**READING TEXT**

•••

By Cisco Minthorn, Director of Government Relations and Senior Counsel, Government and Policy Group
The Commerce Data Advisory Council (CDAC) – the federal advisory committee created by U.S. Secretary of Commerce, Penny Pritzker in 2014, to convene experts from industry and academia to advise the U.S. Government on how to harness and promote the value of its massive data reserves while protecting privacy and security – met for the fourth time since its inception, on May 5 – 6, 2016, in New York City. Kim Stevenson, Intel’s Chief Information Officer, serves as Co-Chair of the Council.
During the meetings, CDAC members heard presentations from Commerce Data Service (CDS) project teams on initiatives aimed at using government data to increase trade and address income inequality, discussed the prospect of leveraging private sector data to fill in gaps in government data sets, heard a presentation from Betterment CEO Jonathan Stein on how his company is using data resources to make financial advice accessible to everyone, and solicited public feedback on the Council’s work.
From the discussions, two things became clear: 1.) federal data resources, when allowed to be freely accessed by private sector innovators, have the potential to solve some of society’s most pressing problems ; and 2.) that despite all of the work the Department and the CDAC have put into Data initiatives, we are really only at the tip of the iceberg.
At the Council’s inaugural meeting last April, Commerce Chief Data Officer Ian Kalin likened the promise of big data analytics to the Kennedy-Era Space Race. He asked participants at that meeting to consider, “what should be the country’s data moon shot?” Indeed as Deputy Secretary of Commerce Bruce Andrews noted this time around, we are at the beginning of a fourth industrial revolution. In the Digital Economy, data holds tremendous value. But that data cannot be useful if it is not accessible.

•••

**WORK TO DO**
Continue the piece on the Commerce Data Advisory Council's May 2016 meeting, picking up after its final sentence.

**STORED RECORDS**
•••

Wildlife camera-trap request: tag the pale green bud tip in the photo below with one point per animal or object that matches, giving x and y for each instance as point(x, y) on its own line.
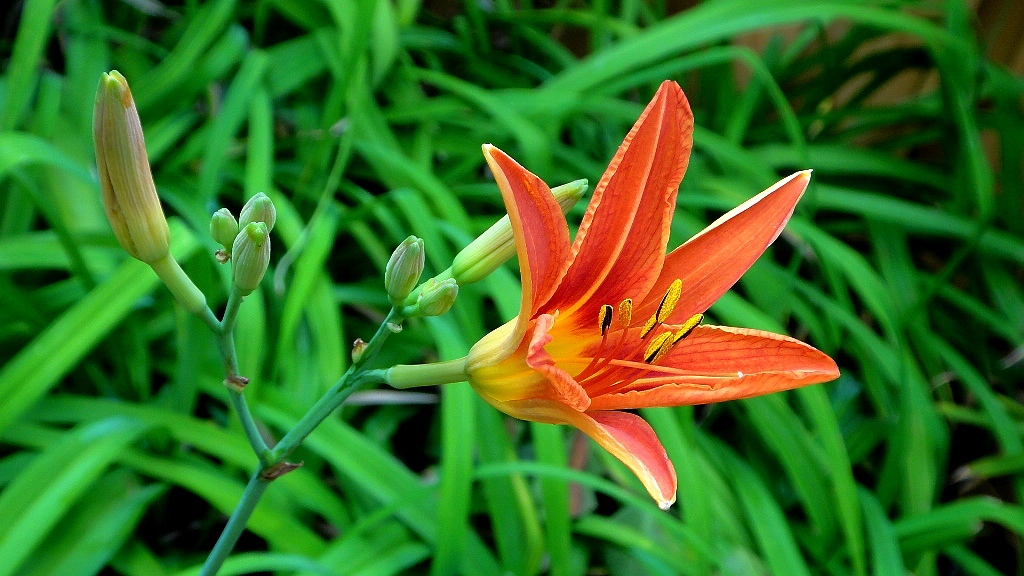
point(250, 256)
point(258, 209)
point(125, 180)
point(403, 270)
point(437, 297)
point(223, 228)
point(496, 245)
point(567, 195)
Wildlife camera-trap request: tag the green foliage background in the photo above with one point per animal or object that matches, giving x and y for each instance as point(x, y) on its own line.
point(363, 120)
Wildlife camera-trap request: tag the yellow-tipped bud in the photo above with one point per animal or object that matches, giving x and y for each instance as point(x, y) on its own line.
point(437, 297)
point(258, 209)
point(496, 245)
point(251, 255)
point(223, 228)
point(403, 270)
point(129, 194)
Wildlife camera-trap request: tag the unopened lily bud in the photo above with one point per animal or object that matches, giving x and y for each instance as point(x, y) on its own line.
point(251, 255)
point(437, 297)
point(258, 209)
point(496, 245)
point(129, 194)
point(403, 270)
point(223, 228)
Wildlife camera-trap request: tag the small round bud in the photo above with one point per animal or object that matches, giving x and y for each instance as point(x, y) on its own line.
point(437, 297)
point(223, 228)
point(258, 209)
point(251, 255)
point(128, 191)
point(403, 270)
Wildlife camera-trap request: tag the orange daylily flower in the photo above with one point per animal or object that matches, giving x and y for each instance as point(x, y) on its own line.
point(609, 322)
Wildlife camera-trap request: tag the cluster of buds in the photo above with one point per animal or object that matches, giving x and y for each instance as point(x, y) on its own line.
point(137, 218)
point(246, 241)
point(401, 276)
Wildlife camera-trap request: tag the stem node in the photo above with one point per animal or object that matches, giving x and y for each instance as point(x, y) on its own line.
point(279, 469)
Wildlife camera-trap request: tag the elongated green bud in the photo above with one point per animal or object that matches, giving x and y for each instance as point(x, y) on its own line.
point(129, 193)
point(223, 228)
point(437, 297)
point(403, 270)
point(250, 255)
point(496, 245)
point(258, 209)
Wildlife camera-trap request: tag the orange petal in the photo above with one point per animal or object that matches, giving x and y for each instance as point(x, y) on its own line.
point(719, 363)
point(565, 388)
point(714, 259)
point(542, 237)
point(621, 244)
point(626, 436)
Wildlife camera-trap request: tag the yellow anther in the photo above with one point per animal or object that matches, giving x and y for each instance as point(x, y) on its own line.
point(669, 300)
point(626, 313)
point(648, 326)
point(604, 318)
point(657, 347)
point(687, 327)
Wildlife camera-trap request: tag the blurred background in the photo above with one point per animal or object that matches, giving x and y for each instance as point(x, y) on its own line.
point(119, 453)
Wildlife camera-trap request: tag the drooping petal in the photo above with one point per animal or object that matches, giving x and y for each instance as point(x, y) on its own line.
point(719, 363)
point(541, 234)
point(626, 436)
point(621, 244)
point(714, 259)
point(631, 439)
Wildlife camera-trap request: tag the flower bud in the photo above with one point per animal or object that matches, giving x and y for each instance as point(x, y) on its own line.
point(437, 297)
point(403, 270)
point(129, 193)
point(251, 255)
point(258, 209)
point(496, 245)
point(223, 228)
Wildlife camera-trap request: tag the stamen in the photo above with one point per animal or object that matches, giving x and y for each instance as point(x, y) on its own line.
point(626, 313)
point(657, 347)
point(648, 326)
point(604, 318)
point(687, 327)
point(669, 300)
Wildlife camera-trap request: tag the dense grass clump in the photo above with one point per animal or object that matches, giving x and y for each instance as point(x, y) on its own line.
point(119, 452)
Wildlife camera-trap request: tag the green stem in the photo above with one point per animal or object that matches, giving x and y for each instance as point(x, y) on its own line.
point(249, 425)
point(411, 376)
point(184, 291)
point(225, 341)
point(324, 407)
point(236, 525)
point(270, 460)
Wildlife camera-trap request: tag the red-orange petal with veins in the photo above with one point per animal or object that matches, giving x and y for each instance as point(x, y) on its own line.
point(621, 244)
point(541, 234)
point(565, 388)
point(713, 260)
point(724, 363)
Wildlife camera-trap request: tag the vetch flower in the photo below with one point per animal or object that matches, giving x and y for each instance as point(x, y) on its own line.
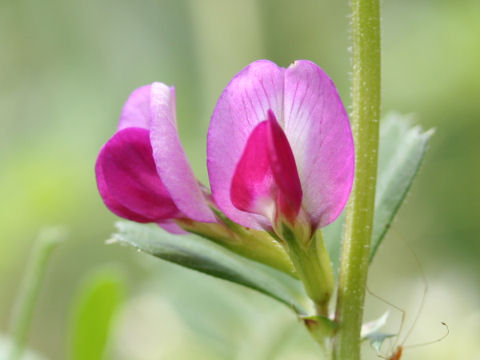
point(280, 148)
point(143, 175)
point(142, 172)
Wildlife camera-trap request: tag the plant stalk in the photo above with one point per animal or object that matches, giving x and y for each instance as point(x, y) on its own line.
point(365, 116)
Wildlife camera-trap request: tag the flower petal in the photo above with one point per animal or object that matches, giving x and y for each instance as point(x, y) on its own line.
point(171, 227)
point(170, 158)
point(243, 104)
point(136, 111)
point(113, 205)
point(318, 130)
point(265, 181)
point(128, 180)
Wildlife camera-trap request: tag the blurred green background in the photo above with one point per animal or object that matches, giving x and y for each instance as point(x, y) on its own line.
point(68, 66)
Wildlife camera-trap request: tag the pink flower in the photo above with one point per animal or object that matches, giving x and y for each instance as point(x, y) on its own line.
point(142, 172)
point(280, 147)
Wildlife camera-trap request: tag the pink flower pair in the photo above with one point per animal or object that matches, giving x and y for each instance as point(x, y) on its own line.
point(279, 149)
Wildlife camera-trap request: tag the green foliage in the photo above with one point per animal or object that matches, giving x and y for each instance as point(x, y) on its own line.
point(93, 313)
point(47, 241)
point(6, 345)
point(402, 148)
point(205, 256)
point(371, 332)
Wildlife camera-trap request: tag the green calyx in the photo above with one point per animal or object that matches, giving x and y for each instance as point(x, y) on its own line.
point(312, 264)
point(252, 244)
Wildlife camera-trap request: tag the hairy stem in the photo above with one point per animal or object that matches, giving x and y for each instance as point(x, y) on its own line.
point(359, 223)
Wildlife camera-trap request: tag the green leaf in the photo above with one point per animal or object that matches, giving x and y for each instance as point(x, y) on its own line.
point(207, 257)
point(93, 311)
point(374, 325)
point(371, 332)
point(402, 148)
point(377, 339)
point(47, 241)
point(6, 345)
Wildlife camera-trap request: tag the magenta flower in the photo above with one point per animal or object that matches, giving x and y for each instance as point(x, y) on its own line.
point(280, 147)
point(142, 172)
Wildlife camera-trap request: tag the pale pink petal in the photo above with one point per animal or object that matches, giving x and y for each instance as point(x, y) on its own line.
point(128, 181)
point(317, 127)
point(170, 158)
point(136, 111)
point(171, 227)
point(243, 104)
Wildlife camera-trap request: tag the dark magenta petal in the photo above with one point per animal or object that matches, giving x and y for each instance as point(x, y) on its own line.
point(265, 180)
point(284, 170)
point(128, 181)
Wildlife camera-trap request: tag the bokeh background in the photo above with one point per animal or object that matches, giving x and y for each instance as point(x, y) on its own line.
point(66, 67)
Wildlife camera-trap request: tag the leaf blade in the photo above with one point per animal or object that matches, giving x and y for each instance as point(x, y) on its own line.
point(204, 256)
point(401, 151)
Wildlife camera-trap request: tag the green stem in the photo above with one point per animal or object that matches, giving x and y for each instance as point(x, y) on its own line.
point(30, 287)
point(359, 222)
point(313, 268)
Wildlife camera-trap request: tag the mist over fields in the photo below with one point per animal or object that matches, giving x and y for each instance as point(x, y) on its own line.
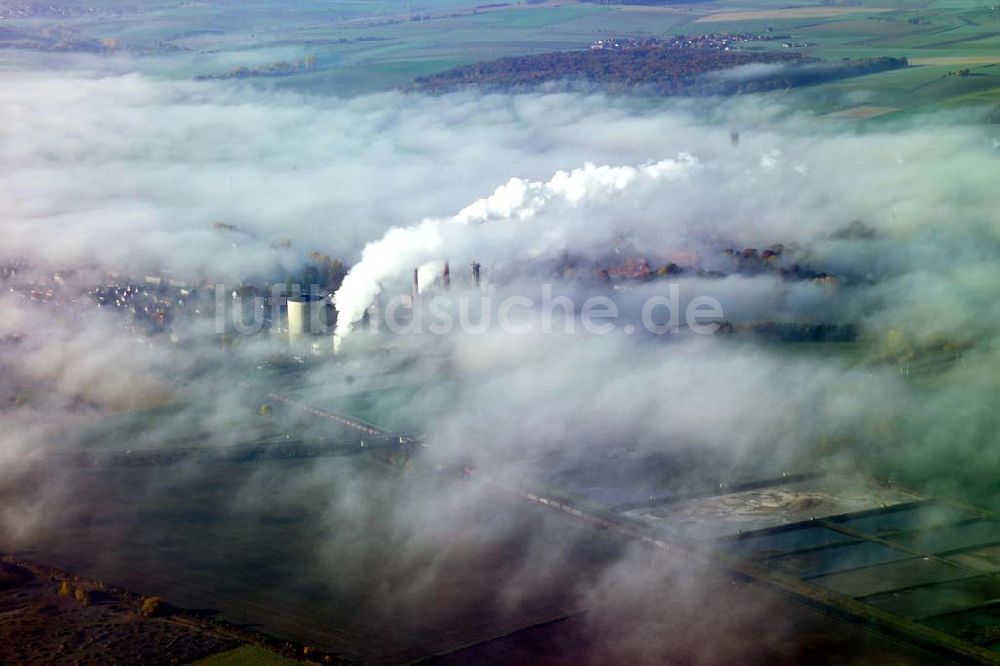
point(132, 174)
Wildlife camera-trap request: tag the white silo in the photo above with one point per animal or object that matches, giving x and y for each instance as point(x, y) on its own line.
point(304, 316)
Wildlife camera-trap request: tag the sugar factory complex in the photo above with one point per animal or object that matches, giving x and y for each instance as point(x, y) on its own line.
point(865, 551)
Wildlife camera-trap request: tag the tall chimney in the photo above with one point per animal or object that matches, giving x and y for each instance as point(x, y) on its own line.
point(416, 289)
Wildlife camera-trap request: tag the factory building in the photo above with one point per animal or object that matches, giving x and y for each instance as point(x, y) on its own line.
point(307, 315)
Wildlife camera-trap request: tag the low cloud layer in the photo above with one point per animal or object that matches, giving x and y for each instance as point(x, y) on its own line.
point(132, 174)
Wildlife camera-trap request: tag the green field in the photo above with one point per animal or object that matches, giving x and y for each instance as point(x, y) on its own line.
point(369, 46)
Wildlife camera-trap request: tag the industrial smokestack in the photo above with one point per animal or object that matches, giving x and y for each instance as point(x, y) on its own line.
point(304, 314)
point(416, 288)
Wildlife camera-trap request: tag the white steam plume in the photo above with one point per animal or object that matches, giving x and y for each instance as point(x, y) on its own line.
point(519, 199)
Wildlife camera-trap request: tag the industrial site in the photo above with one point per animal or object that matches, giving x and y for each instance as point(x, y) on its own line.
point(521, 333)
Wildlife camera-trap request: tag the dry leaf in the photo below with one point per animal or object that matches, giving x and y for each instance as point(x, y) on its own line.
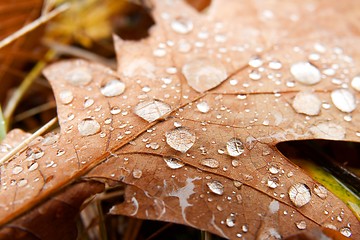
point(191, 119)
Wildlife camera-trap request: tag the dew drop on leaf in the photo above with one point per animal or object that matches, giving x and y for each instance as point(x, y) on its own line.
point(305, 73)
point(344, 100)
point(88, 127)
point(345, 231)
point(210, 162)
point(234, 147)
point(216, 187)
point(230, 220)
point(307, 103)
point(79, 77)
point(299, 194)
point(66, 96)
point(152, 110)
point(173, 163)
point(113, 88)
point(355, 83)
point(180, 139)
point(301, 225)
point(203, 107)
point(182, 25)
point(203, 74)
point(320, 191)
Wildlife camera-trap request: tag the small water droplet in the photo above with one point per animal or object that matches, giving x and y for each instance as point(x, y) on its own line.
point(203, 107)
point(344, 100)
point(210, 162)
point(345, 231)
point(66, 96)
point(230, 220)
point(182, 25)
point(113, 88)
point(88, 102)
point(299, 194)
point(307, 103)
point(320, 191)
point(16, 170)
point(173, 163)
point(203, 74)
point(216, 187)
point(78, 77)
point(234, 147)
point(355, 83)
point(88, 127)
point(180, 139)
point(305, 73)
point(301, 225)
point(137, 173)
point(152, 110)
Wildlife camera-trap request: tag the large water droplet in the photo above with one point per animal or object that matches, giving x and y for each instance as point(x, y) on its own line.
point(182, 25)
point(234, 147)
point(344, 100)
point(113, 88)
point(203, 74)
point(307, 103)
point(173, 163)
point(88, 127)
point(203, 107)
point(152, 110)
point(79, 77)
point(66, 96)
point(299, 194)
point(355, 83)
point(216, 187)
point(180, 139)
point(305, 73)
point(210, 162)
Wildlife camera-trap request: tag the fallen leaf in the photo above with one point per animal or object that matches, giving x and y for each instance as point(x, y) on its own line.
point(191, 119)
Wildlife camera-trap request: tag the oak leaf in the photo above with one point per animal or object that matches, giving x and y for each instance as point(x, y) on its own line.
point(191, 118)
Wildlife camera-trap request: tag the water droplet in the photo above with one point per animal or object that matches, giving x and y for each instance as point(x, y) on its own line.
point(78, 77)
point(180, 139)
point(345, 231)
point(301, 225)
point(152, 110)
point(113, 88)
point(203, 74)
point(34, 153)
point(203, 107)
point(115, 110)
point(344, 100)
point(234, 147)
point(182, 25)
point(255, 62)
point(210, 162)
point(273, 182)
point(355, 83)
point(137, 173)
point(305, 73)
point(66, 96)
point(173, 163)
point(88, 102)
point(299, 194)
point(88, 127)
point(320, 191)
point(216, 187)
point(230, 220)
point(307, 103)
point(16, 170)
point(275, 65)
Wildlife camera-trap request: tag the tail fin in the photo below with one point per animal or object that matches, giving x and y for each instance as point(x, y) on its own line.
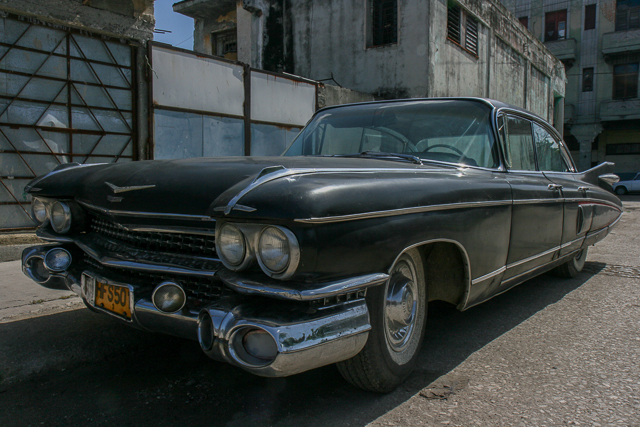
point(601, 175)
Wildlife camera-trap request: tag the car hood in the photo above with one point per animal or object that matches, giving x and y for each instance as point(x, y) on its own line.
point(246, 187)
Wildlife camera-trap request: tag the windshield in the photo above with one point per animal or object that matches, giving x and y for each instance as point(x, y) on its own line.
point(451, 131)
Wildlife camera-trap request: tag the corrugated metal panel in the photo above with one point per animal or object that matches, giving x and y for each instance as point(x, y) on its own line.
point(64, 97)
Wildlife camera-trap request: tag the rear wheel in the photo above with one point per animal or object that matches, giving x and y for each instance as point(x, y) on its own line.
point(398, 311)
point(574, 266)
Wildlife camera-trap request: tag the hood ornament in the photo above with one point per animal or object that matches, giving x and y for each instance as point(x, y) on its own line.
point(117, 189)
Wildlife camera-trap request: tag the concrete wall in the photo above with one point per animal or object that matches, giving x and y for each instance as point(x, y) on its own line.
point(333, 95)
point(132, 19)
point(588, 114)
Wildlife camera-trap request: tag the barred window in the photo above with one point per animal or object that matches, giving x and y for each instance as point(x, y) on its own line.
point(453, 22)
point(471, 39)
point(587, 79)
point(461, 26)
point(627, 15)
point(385, 22)
point(625, 81)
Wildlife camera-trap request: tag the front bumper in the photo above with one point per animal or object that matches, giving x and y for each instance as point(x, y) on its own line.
point(305, 337)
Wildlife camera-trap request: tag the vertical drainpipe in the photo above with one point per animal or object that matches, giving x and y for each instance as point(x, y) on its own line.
point(247, 109)
point(487, 91)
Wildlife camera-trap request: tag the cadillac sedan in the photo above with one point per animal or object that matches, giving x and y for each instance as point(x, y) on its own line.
point(331, 252)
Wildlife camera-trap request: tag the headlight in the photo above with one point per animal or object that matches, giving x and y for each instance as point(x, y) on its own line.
point(231, 244)
point(60, 216)
point(38, 210)
point(273, 250)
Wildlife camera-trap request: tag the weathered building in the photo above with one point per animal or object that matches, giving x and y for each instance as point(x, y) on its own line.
point(599, 43)
point(72, 89)
point(389, 48)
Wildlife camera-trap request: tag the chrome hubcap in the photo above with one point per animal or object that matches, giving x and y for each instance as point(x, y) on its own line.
point(401, 307)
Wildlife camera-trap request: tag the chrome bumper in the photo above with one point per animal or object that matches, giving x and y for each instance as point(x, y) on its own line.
point(306, 338)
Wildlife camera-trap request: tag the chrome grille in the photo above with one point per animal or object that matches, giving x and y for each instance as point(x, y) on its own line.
point(180, 243)
point(198, 288)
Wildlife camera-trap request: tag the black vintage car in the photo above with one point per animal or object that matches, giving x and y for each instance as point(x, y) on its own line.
point(331, 252)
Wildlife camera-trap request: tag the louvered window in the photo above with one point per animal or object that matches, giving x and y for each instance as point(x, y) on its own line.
point(471, 36)
point(453, 22)
point(385, 22)
point(627, 15)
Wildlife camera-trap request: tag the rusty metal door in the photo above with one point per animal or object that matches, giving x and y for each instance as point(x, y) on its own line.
point(65, 96)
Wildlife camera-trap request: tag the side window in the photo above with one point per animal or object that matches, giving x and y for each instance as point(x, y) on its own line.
point(518, 144)
point(548, 150)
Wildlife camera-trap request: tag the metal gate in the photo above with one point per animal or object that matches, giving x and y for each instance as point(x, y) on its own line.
point(65, 96)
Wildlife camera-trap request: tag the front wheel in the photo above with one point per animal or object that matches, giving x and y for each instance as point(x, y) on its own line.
point(398, 311)
point(574, 266)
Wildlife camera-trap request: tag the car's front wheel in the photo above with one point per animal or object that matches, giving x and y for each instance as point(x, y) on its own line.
point(398, 313)
point(574, 266)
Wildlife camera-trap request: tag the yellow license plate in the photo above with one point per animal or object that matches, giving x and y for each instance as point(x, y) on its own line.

•••

**ANSWER**
Open Government initiatives are at the heart of this transformation in the United States and the Obama Administration deserves credit for leading the charge at making appropriate federal data open, so that every taxpayer has access to resources he or she has already paid for and so that innovators – the people who can use it to create new products, companies, or even whole industries can harness its power. With the end of the Obama Administration in sight, and with the uncertainty that any new administration will bring, institutionalizing these initiatives is key if we are to achieve the data moon shot.
The need to institutionalize open data initiatives has not escaped Congress. Recently, bipartisan, bicameral legislation has been introduced by Senators Schatz (D-HI) and Sasse (R-NE) and Representatives Kilmer (D-WA) and Farenthold (R-TX). The OPEN Government Data Act (S. 2852/H.R. 5051) aims to ensure federal data is, by default, open to the public unless otherwise prohibited by law. The bill also requires federal data to be machine readable and available to the public at Data.gov. Making Open Data a legal requirement will ensure that no matter who takes office in January that the promise of open data remains.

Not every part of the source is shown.